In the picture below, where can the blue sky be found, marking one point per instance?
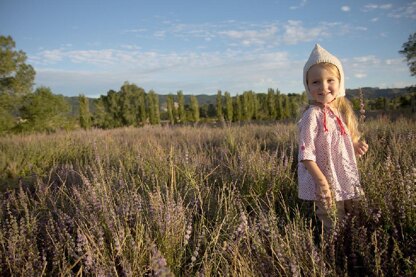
(200, 47)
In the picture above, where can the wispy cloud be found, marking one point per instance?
(406, 11)
(299, 6)
(295, 32)
(252, 37)
(345, 8)
(372, 7)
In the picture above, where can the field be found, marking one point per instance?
(198, 201)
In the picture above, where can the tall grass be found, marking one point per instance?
(184, 201)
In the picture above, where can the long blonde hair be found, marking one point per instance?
(344, 106)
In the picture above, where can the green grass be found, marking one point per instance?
(198, 201)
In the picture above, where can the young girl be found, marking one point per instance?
(328, 140)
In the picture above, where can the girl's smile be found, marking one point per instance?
(323, 84)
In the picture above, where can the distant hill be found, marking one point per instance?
(369, 93)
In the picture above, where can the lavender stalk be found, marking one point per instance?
(362, 114)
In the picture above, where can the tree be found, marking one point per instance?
(237, 109)
(153, 107)
(43, 111)
(7, 120)
(170, 107)
(84, 112)
(271, 103)
(194, 108)
(220, 117)
(101, 117)
(228, 107)
(181, 107)
(409, 51)
(111, 103)
(16, 77)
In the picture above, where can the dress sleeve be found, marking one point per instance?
(308, 131)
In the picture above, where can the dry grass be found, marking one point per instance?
(199, 201)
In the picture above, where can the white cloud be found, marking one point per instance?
(252, 37)
(301, 5)
(407, 11)
(345, 8)
(372, 7)
(296, 33)
(360, 75)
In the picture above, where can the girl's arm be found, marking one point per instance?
(360, 148)
(323, 186)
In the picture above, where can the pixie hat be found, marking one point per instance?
(320, 55)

::::

From the first line to the last, retype the material exactly and exclude the pictures.

• **RESPONSE FOR THIS EXERCISE**:
In the picture below, where can the blue sky be found, marking one point per instance?
(200, 47)
In the picture above, where can the wispy cloud be found, marking one point per instance?
(406, 11)
(299, 6)
(295, 32)
(252, 37)
(345, 8)
(372, 7)
In the picture above, where can the field be found, marking one point per instance?
(198, 201)
In the picture above, where can the tall grass be found, marking one point per instance?
(184, 201)
In the picture above, where can the long blonde hair be found, marking one point per instance?
(344, 106)
In the picture above, where can the green grass be found, marking one point per instance?
(198, 201)
In the picture above, where can the young girl be found, marking one point per instance?
(328, 140)
In the picture above, where can the girl's smile be found, marking one point per instance?
(323, 84)
In the picture above, where can the distant hill be found, marking one point per instance?
(369, 93)
In the picture above, where can the lavender stalk be found, marking one point per instance?
(362, 114)
In the picture above, where can the tree be found, marking one point per instance?
(237, 109)
(153, 107)
(43, 111)
(7, 120)
(170, 107)
(84, 112)
(271, 103)
(194, 108)
(220, 117)
(101, 117)
(228, 107)
(181, 107)
(409, 51)
(111, 103)
(16, 77)
In the picture above, where can the dress sleeve be found, marking one point per instance?
(308, 131)
In the picture above, where can the dry grass be found, marking one point per instance?
(199, 201)
In the picture above, where can the white cloud be found, marking one point per instance?
(252, 37)
(301, 5)
(407, 11)
(345, 8)
(372, 7)
(296, 33)
(360, 75)
In the picture above, where can the girl's arm be found, marking one point per instance?
(360, 148)
(323, 186)
In the picture above, where can the pixie hat be found, marking one point per instance?
(320, 55)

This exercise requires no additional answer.